Directions for this task.
Only the run of lines from the one containing "point: the child's" through the last line should be returned, exactly as written.

Extracted records.
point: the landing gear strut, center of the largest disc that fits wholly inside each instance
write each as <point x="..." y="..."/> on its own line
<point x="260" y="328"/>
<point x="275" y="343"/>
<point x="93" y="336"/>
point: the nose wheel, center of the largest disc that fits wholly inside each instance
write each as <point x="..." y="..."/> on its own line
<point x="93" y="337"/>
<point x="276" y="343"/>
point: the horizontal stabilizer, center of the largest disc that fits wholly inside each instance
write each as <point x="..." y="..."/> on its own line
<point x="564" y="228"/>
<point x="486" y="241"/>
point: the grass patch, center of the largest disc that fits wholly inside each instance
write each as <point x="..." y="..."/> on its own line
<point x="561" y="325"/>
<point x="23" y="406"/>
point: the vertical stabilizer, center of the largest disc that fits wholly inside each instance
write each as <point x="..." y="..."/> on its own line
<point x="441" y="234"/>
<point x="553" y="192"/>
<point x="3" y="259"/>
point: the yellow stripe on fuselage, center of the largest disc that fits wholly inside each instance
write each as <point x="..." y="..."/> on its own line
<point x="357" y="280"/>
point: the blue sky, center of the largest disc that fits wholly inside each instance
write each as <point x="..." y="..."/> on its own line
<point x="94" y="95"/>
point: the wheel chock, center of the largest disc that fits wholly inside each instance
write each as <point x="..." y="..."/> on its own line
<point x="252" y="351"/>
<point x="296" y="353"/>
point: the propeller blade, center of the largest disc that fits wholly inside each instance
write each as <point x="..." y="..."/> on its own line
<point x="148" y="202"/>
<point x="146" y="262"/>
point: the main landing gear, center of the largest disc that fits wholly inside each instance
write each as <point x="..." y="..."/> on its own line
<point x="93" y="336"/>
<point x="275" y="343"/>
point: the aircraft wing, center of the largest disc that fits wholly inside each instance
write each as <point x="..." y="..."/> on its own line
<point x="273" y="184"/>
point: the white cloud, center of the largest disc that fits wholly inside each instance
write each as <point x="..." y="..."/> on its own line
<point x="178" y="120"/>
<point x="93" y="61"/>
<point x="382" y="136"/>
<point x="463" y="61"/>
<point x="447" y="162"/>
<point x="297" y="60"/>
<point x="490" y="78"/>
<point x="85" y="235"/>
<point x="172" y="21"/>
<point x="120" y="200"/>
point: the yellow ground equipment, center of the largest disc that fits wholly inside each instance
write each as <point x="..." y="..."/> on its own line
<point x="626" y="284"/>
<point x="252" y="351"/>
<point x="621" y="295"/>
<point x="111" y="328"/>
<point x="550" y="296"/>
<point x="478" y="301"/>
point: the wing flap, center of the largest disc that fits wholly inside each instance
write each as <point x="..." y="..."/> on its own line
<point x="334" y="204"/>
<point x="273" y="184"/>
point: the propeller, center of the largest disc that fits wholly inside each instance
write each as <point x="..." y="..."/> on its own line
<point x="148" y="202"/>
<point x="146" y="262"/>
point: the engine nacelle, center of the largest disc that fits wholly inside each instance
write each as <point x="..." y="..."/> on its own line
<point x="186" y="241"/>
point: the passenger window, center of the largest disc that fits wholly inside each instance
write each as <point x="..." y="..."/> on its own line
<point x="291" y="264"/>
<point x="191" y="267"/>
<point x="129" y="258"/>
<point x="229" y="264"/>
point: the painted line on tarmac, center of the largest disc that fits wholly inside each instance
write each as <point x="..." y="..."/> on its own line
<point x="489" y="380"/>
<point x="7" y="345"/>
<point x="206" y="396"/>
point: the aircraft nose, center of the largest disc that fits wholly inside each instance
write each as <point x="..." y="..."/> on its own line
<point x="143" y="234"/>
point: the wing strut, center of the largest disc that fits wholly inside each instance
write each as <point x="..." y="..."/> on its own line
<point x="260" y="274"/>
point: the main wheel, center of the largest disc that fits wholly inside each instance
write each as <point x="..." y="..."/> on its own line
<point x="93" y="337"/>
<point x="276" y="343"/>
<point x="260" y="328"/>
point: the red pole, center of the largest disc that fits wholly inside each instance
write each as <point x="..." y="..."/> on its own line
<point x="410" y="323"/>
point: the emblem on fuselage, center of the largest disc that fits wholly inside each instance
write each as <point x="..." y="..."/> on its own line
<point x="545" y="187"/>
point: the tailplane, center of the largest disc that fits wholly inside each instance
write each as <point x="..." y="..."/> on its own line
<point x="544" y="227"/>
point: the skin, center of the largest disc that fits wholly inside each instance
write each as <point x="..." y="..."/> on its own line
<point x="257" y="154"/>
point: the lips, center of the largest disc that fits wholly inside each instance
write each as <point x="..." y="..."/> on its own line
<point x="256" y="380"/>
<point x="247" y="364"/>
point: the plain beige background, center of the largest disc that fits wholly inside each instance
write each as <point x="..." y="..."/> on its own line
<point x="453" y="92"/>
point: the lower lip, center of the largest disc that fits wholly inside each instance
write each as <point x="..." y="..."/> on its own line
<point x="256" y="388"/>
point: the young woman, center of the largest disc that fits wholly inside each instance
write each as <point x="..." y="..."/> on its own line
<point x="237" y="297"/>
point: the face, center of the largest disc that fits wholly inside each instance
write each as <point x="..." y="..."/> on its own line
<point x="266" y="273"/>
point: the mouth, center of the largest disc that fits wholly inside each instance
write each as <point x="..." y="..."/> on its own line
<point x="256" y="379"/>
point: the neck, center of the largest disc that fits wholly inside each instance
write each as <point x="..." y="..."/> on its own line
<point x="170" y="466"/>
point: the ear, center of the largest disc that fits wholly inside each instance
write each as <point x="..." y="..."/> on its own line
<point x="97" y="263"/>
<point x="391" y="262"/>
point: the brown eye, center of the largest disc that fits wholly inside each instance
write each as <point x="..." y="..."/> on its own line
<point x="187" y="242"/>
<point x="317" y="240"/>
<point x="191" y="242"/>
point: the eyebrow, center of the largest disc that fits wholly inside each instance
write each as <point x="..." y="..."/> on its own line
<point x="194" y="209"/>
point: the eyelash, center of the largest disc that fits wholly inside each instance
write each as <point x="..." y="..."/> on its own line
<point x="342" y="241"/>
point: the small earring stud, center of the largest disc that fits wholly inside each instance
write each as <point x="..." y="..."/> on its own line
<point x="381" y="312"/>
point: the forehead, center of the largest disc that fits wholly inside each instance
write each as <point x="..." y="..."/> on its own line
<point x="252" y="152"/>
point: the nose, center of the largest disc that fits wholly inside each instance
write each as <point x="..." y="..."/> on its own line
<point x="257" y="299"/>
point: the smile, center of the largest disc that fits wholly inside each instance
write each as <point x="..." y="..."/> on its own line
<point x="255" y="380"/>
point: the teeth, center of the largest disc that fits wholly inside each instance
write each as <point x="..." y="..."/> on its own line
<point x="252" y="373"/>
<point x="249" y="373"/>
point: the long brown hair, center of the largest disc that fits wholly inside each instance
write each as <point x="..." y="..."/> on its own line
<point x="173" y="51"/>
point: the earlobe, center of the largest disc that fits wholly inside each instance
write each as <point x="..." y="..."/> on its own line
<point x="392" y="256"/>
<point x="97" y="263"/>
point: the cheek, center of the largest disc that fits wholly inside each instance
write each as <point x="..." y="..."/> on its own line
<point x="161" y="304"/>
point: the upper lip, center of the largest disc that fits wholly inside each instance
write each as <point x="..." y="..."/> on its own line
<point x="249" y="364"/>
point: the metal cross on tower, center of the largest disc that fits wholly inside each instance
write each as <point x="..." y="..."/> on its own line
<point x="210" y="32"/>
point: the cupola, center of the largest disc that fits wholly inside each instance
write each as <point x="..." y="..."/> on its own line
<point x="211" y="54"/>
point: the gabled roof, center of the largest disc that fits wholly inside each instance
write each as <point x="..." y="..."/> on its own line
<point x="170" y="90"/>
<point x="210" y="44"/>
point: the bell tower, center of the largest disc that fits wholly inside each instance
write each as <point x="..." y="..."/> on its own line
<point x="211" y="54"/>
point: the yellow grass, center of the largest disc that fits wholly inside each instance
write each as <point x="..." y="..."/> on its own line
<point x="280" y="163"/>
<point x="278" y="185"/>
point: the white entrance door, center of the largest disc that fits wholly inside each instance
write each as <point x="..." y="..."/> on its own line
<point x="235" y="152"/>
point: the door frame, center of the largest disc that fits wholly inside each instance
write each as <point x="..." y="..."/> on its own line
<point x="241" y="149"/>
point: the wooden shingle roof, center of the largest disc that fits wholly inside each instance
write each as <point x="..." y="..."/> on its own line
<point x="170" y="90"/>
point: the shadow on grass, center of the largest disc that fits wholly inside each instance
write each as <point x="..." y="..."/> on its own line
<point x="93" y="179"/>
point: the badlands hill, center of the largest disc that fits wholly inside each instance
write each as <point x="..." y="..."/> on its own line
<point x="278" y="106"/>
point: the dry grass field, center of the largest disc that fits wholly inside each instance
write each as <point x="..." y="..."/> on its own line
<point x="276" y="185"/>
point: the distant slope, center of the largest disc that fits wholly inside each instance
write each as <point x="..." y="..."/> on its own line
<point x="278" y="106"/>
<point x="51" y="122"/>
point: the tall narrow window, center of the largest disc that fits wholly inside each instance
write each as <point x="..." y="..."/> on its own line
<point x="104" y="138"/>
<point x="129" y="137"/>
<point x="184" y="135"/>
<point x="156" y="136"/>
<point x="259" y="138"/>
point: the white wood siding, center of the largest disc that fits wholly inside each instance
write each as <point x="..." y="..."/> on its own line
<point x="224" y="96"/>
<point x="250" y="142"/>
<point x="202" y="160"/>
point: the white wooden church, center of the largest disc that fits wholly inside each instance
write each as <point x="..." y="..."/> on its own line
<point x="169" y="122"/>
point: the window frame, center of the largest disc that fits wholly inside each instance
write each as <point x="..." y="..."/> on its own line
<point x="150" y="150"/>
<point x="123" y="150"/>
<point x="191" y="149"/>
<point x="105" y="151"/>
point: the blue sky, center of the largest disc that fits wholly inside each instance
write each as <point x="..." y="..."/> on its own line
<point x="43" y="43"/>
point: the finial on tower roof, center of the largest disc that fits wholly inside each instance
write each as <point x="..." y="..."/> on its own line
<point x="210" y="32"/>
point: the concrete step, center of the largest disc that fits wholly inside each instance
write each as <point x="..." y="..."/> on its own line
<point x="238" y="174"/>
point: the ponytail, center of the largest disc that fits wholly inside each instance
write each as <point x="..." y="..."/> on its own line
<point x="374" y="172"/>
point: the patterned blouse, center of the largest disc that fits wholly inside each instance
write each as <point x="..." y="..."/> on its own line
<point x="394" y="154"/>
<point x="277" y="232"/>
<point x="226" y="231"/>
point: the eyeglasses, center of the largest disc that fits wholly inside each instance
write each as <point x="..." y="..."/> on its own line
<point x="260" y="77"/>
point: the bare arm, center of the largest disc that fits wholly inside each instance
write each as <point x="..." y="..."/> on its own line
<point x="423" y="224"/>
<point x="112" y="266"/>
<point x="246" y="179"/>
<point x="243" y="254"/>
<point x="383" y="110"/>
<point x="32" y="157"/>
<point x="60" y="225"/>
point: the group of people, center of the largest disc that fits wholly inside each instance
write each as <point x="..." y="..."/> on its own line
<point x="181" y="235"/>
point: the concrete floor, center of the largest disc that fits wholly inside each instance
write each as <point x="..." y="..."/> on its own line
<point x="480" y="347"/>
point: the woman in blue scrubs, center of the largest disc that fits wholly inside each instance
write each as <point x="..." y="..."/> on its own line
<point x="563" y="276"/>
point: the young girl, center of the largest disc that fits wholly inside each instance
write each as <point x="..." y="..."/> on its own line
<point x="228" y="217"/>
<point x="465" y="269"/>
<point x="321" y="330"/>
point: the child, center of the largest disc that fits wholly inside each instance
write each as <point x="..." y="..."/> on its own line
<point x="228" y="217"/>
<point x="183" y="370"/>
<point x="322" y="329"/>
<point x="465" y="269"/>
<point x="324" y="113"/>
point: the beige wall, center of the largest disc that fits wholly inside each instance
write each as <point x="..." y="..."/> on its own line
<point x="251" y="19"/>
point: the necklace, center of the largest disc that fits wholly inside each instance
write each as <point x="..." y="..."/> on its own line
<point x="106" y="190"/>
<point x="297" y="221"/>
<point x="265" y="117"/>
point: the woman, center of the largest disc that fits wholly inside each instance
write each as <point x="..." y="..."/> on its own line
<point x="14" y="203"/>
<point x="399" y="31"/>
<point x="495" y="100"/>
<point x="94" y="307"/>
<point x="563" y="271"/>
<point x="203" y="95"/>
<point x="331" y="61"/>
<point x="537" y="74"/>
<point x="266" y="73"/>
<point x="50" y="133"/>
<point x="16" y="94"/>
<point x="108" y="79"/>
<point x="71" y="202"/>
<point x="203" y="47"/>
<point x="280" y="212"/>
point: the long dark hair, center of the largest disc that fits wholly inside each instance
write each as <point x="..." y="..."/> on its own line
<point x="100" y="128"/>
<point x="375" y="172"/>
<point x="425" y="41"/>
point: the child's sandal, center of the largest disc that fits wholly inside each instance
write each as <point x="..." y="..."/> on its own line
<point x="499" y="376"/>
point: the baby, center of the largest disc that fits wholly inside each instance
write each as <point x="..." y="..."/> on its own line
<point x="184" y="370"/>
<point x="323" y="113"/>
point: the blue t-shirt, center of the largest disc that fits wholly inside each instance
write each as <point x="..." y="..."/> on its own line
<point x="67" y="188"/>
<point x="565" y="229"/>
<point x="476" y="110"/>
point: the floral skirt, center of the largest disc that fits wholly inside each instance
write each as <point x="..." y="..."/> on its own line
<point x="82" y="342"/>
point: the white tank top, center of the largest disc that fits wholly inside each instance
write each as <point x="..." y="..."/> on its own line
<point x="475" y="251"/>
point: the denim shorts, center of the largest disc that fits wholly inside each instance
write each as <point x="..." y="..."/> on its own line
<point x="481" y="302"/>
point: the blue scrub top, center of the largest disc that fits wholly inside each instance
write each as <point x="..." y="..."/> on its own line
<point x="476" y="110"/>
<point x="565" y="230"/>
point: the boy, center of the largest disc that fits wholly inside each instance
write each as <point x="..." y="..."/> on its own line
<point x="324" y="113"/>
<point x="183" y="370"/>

Exercise answer.
point: the child's sandal, center of the largest disc that fits wholly inside each instance
write each as <point x="..." y="..."/> on its own line
<point x="499" y="376"/>
point: the baby, center of the largest disc that fits wholly inside each instance
write each as <point x="..." y="..."/> on its own line
<point x="184" y="370"/>
<point x="323" y="113"/>
point: the blue t-shirt, center of the largest disc that fits wholly inside each instance
write each as <point x="..." y="..."/> on its own line
<point x="67" y="188"/>
<point x="565" y="229"/>
<point x="476" y="110"/>
point: the floral skirt, center of the largest disc that fits wholly inside each instance
write each as <point x="..." y="..."/> on its own line
<point x="82" y="342"/>
point: the white tank top, center of the largest disc that fits wholly inside each instance
write each as <point x="..." y="..."/> on its own line
<point x="475" y="251"/>
point: the denim shorts, center of the largest disc that fits wholly inside each instance
write each as <point x="..." y="..."/> on its own line
<point x="481" y="302"/>
point: the blue scrub top, center of the largest disc that fits wholly inside each instance
write each as <point x="..." y="..."/> on its own line
<point x="476" y="110"/>
<point x="565" y="230"/>
point: the boy, center of the largest disc that fits wholly inside each instance
write each as <point x="..." y="..."/> on its own line
<point x="324" y="113"/>
<point x="183" y="370"/>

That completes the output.